Exercise
Swap "grass field" for "lawn" in the lines from the one holding "Question. Locate the grass field" through the one holding "x=276 y=555", inclusive, and give only those lines again with nothing else changed.

Supplied records
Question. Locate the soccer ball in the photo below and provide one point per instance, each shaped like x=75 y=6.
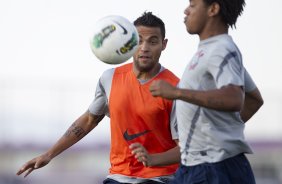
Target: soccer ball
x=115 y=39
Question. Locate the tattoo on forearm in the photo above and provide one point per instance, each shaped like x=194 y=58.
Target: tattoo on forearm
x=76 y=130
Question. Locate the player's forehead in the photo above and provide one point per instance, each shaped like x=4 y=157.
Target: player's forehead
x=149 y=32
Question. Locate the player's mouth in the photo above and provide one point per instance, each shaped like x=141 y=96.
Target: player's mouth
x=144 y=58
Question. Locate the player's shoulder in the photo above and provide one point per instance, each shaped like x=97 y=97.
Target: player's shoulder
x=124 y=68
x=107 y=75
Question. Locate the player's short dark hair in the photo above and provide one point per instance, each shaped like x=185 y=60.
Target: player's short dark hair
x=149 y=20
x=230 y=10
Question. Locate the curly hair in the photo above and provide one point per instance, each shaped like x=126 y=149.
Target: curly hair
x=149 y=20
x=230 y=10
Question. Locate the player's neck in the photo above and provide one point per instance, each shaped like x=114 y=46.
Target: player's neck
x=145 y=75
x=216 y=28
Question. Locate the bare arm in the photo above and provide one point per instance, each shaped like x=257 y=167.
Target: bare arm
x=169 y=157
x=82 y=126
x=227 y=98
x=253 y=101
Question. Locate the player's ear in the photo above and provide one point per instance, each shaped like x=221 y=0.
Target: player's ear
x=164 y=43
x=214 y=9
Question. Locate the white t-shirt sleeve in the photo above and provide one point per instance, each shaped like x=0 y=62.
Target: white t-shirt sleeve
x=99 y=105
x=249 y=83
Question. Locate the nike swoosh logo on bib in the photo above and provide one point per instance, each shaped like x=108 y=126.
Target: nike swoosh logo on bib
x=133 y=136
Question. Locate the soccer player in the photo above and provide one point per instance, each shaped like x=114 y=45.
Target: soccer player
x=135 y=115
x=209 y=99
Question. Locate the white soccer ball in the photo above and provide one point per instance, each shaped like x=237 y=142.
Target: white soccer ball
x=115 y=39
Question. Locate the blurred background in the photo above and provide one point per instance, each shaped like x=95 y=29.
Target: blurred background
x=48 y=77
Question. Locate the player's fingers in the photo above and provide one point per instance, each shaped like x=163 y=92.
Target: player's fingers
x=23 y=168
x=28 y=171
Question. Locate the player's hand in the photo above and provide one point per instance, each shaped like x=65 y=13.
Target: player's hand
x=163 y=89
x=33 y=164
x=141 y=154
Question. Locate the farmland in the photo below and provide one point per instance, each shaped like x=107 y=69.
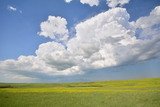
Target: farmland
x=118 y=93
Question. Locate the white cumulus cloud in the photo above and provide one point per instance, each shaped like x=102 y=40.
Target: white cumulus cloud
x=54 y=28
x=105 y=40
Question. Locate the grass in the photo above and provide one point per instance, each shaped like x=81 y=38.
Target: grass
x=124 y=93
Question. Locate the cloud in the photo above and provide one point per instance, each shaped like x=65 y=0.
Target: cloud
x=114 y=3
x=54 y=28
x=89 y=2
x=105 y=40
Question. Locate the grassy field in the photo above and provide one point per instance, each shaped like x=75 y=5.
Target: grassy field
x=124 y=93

==

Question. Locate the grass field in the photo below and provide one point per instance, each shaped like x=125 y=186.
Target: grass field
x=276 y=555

Problem solution
Question. Locate the lawn in the photo below and provide one point per instance, each shaped like x=125 y=186.
Target: lawn
x=276 y=555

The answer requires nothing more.